EXERCISE PROMPT: Copy the lines of the listing below word for word, everything from the line containing "Where can the chain" down to the line containing "pixel 318 305", with both of those lines included.

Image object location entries
+++++

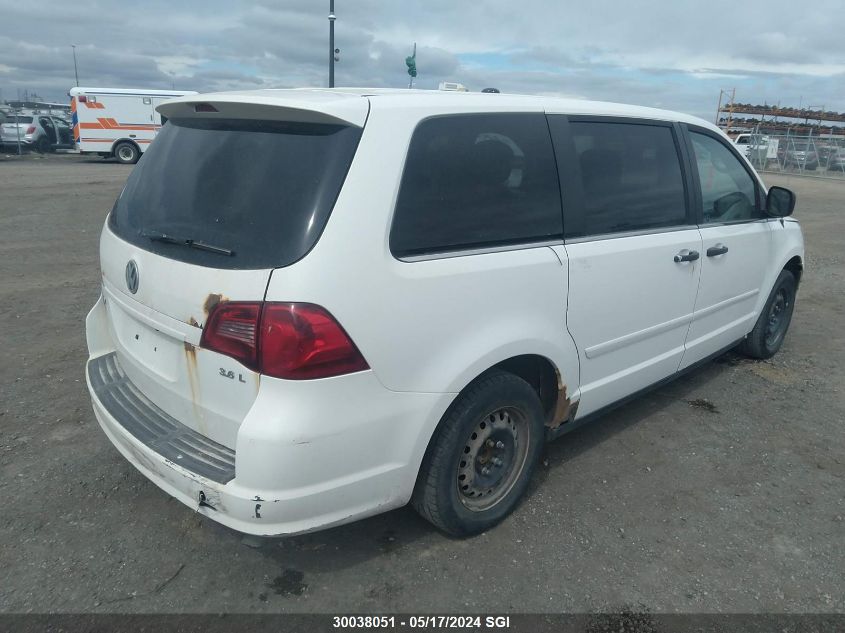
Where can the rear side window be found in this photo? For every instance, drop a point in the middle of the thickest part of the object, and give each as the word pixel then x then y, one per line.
pixel 258 192
pixel 728 192
pixel 630 176
pixel 475 181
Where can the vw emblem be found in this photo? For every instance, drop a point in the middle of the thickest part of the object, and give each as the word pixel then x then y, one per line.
pixel 132 276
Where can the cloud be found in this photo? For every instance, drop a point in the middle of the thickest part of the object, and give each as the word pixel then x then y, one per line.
pixel 676 55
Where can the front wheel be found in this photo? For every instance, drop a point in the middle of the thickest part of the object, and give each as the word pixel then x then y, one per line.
pixel 481 458
pixel 127 153
pixel 767 336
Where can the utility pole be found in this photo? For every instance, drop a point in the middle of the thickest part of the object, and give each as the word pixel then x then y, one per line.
pixel 75 69
pixel 411 63
pixel 331 43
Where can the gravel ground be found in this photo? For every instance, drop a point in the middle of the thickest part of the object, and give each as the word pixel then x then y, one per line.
pixel 721 492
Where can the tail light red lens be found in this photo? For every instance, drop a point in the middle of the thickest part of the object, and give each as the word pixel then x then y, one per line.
pixel 302 340
pixel 294 341
pixel 232 329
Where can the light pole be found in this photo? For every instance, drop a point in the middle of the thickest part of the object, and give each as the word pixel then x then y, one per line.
pixel 75 70
pixel 331 43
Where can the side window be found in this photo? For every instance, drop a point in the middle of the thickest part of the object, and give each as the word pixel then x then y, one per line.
pixel 728 192
pixel 472 181
pixel 630 175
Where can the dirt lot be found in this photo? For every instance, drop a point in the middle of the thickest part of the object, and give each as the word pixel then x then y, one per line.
pixel 720 492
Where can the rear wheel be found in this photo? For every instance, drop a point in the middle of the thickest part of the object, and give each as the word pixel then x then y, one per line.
pixel 127 153
pixel 481 458
pixel 767 336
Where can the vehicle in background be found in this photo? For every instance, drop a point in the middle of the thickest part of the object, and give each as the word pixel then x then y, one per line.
pixel 759 149
pixel 836 159
pixel 801 154
pixel 117 122
pixel 39 132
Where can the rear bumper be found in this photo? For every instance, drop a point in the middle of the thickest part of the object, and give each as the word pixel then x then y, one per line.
pixel 309 454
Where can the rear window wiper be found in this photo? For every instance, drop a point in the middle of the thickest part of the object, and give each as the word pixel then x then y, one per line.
pixel 159 236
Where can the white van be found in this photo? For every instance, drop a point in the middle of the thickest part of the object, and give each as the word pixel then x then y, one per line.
pixel 358 299
pixel 117 122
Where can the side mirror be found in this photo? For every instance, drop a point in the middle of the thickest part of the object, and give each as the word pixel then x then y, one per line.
pixel 780 202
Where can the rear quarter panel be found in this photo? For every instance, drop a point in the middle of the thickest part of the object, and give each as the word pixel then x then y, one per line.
pixel 426 326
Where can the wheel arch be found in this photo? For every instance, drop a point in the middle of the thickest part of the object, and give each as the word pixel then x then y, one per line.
pixel 539 371
pixel 796 266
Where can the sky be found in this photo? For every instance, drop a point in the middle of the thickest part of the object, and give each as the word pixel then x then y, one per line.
pixel 674 54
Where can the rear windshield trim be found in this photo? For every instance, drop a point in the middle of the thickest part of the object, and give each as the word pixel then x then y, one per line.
pixel 263 189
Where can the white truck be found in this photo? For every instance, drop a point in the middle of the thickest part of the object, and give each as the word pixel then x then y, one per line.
pixel 118 122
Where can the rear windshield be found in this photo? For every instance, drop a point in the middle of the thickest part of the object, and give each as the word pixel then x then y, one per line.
pixel 258 193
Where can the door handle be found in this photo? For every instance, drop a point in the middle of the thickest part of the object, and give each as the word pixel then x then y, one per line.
pixel 686 256
pixel 719 249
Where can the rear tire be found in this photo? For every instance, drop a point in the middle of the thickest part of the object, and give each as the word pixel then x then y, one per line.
pixel 767 336
pixel 127 153
pixel 481 458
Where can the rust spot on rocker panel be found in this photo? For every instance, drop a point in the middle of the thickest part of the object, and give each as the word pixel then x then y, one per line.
pixel 564 409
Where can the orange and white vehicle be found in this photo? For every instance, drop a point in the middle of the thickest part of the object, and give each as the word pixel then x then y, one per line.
pixel 118 122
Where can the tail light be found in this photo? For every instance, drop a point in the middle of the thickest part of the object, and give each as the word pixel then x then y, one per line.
pixel 294 341
pixel 232 329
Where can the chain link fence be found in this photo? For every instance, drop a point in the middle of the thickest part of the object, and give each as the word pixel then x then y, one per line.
pixel 792 153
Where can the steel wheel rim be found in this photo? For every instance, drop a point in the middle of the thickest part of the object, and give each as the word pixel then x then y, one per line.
pixel 492 459
pixel 777 318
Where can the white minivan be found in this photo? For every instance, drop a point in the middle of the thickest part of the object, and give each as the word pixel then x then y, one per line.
pixel 318 305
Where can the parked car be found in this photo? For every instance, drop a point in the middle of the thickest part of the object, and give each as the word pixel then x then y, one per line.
pixel 42 133
pixel 391 300
pixel 801 154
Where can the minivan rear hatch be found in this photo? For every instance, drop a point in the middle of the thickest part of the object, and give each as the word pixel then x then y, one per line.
pixel 228 191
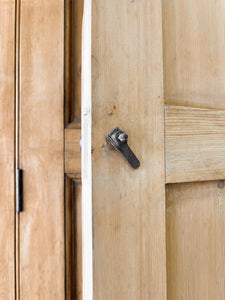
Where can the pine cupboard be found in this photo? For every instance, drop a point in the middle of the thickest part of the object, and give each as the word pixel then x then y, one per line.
pixel 78 222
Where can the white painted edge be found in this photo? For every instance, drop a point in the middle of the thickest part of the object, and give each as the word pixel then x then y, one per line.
pixel 87 243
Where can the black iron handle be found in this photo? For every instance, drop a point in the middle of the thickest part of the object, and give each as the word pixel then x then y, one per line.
pixel 118 139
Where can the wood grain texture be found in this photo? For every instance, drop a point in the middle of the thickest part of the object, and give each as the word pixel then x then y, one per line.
pixel 72 152
pixel 194 70
pixel 194 56
pixel 7 46
pixel 42 155
pixel 128 205
pixel 194 143
pixel 196 241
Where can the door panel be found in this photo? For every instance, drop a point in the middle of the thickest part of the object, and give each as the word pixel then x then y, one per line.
pixel 42 127
pixel 194 71
pixel 128 205
pixel 194 56
pixel 7 218
pixel 195 240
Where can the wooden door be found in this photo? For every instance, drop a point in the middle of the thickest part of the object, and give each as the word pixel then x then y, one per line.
pixel 194 92
pixel 101 229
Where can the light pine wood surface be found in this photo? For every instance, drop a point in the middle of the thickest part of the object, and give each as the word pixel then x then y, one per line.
pixel 194 72
pixel 194 143
pixel 7 217
pixel 128 205
pixel 195 240
pixel 42 129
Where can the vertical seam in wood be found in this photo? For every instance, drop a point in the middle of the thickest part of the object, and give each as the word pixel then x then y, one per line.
pixel 17 140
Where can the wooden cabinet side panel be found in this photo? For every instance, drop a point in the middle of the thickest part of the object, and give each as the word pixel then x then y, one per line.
pixel 42 222
pixel 7 46
pixel 128 205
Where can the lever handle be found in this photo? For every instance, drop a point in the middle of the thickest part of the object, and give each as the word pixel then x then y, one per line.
pixel 118 139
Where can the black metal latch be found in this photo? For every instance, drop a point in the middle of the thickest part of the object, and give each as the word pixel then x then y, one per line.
pixel 118 139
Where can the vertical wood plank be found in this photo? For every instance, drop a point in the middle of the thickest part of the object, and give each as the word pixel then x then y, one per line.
pixel 194 71
pixel 42 222
pixel 128 205
pixel 7 47
pixel 195 240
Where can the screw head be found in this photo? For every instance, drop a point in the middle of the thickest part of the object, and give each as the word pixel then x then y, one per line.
pixel 123 137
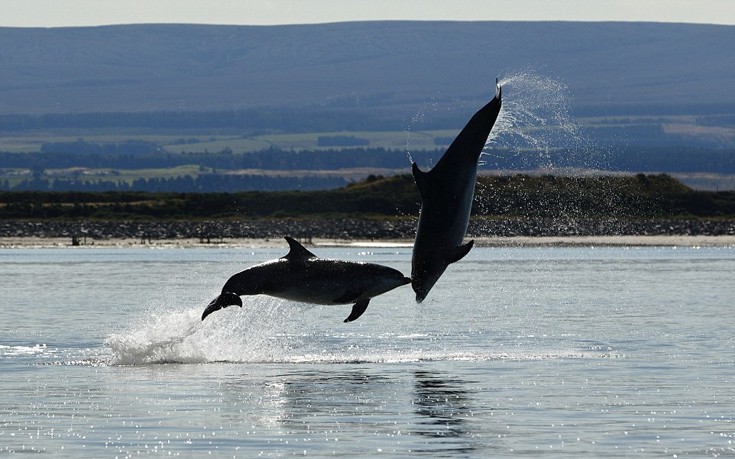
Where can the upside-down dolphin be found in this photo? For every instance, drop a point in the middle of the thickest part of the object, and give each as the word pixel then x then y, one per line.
pixel 302 276
pixel 446 192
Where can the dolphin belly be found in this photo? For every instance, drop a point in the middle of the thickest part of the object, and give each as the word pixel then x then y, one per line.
pixel 447 192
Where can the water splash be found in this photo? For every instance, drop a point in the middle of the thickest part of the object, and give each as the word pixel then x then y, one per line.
pixel 257 332
pixel 535 129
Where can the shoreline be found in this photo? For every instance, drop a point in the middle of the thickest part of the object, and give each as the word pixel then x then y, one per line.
pixel 32 242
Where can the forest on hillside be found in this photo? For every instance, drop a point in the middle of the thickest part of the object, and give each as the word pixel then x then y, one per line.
pixel 85 166
pixel 518 196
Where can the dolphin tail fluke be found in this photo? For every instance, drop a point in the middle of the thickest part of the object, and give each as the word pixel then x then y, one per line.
pixel 460 252
pixel 357 310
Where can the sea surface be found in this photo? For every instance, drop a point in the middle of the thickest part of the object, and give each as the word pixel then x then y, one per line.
pixel 566 352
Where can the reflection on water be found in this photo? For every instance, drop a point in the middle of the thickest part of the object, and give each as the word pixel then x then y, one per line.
pixel 568 352
pixel 443 402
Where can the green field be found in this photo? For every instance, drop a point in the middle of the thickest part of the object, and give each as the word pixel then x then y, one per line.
pixel 237 143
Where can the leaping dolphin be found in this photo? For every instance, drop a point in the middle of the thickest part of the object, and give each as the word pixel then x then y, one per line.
pixel 304 277
pixel 446 192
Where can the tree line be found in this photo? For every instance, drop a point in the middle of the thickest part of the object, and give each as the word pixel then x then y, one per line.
pixel 518 196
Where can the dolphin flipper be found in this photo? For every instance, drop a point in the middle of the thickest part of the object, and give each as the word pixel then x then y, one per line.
pixel 460 252
pixel 297 251
pixel 357 310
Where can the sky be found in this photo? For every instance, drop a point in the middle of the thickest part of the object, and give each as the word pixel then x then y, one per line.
pixel 64 13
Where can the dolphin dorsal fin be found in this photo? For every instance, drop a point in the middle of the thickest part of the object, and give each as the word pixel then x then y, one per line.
pixel 421 178
pixel 297 251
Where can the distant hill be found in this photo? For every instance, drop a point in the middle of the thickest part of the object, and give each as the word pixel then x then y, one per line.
pixel 382 66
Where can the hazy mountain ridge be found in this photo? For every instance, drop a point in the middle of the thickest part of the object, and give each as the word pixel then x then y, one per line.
pixel 375 65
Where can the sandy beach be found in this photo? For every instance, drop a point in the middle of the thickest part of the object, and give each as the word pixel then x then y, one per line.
pixel 255 243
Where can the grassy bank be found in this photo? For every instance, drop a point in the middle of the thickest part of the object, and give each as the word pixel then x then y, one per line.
pixel 518 196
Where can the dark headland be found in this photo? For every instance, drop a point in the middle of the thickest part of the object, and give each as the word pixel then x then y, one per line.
pixel 521 208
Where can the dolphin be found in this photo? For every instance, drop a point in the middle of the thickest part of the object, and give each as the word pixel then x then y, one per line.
pixel 446 192
pixel 302 276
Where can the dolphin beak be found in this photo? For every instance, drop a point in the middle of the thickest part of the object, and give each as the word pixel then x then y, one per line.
pixel 222 301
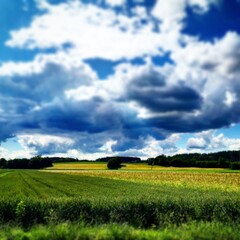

+++++

THE RESPONSE:
Where can the chain link fence be found in this photo? For every instance, drop a point in the middle of the thickest part of the object, and give each as the word pixel then x then y, one per line.
pixel 792 153
Where can the steel wheel rim be found in this photo? For every instance, drop a point in the middle of the thickest part of the object, and give each as the word pixel then x then y, one per line.
pixel 492 459
pixel 777 318
Where can the white minivan be found in this photo? For every instance, drop a point in the middle of the thickest part of the object, and give each as the word pixel then x then y, one per line.
pixel 318 305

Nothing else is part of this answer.